- PROBLEM DESCRIPTION -
Output the lines below as a numbered list, omitting any blank lines.

- SUPPLIED DATA -
:::::

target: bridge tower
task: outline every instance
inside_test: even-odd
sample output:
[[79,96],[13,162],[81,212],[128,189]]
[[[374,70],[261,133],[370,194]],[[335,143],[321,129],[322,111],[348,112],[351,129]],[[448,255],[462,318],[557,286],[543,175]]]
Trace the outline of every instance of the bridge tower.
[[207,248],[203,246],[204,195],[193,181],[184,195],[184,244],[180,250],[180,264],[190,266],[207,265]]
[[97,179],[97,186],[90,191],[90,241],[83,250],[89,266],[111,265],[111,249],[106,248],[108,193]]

:::::

- WRITTEN ANSWER -
1. target: bridge tower
2. task: outline every instance
3. inside_test: even-odd
4. sample output:
5. [[79,96],[13,162],[81,212],[128,189]]
6. [[[374,70],[261,133],[370,194]],[[335,143],[321,129],[322,111],[348,112],[351,129]],[[448,255],[462,318],[557,286],[543,175]]]
7. Trace the outline of every instance of the bridge tower.
8. [[207,248],[203,246],[204,195],[193,181],[184,195],[184,244],[180,250],[180,264],[190,266],[207,265]]
9. [[97,179],[97,186],[90,191],[90,241],[83,250],[89,266],[111,265],[111,249],[106,248],[108,193]]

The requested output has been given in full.